# Exercise directions
From the entries below, copy each line in which the word "kitchen" occurs.

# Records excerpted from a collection
Content starts

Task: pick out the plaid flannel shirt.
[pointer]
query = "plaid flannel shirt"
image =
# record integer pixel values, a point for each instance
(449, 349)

Content ends
Content starts

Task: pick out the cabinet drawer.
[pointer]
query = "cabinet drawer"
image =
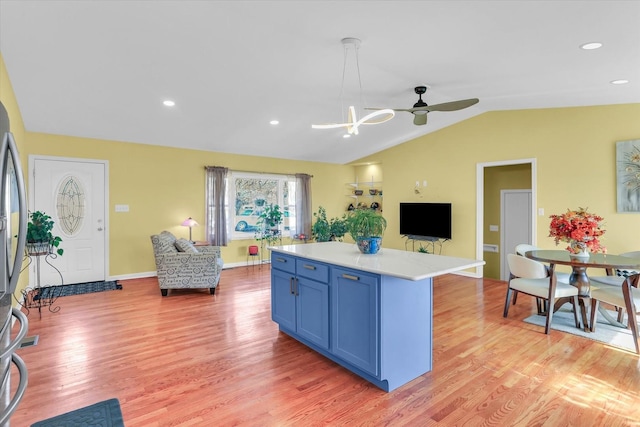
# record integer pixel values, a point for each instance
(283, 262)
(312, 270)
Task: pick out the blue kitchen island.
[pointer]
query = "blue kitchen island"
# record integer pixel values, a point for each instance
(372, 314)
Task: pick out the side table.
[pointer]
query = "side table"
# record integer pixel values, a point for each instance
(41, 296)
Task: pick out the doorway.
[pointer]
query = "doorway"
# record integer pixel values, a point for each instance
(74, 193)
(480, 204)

Content ends

# Result below
Task: pick out the blue kitchen island.
query = "blue kitchen island"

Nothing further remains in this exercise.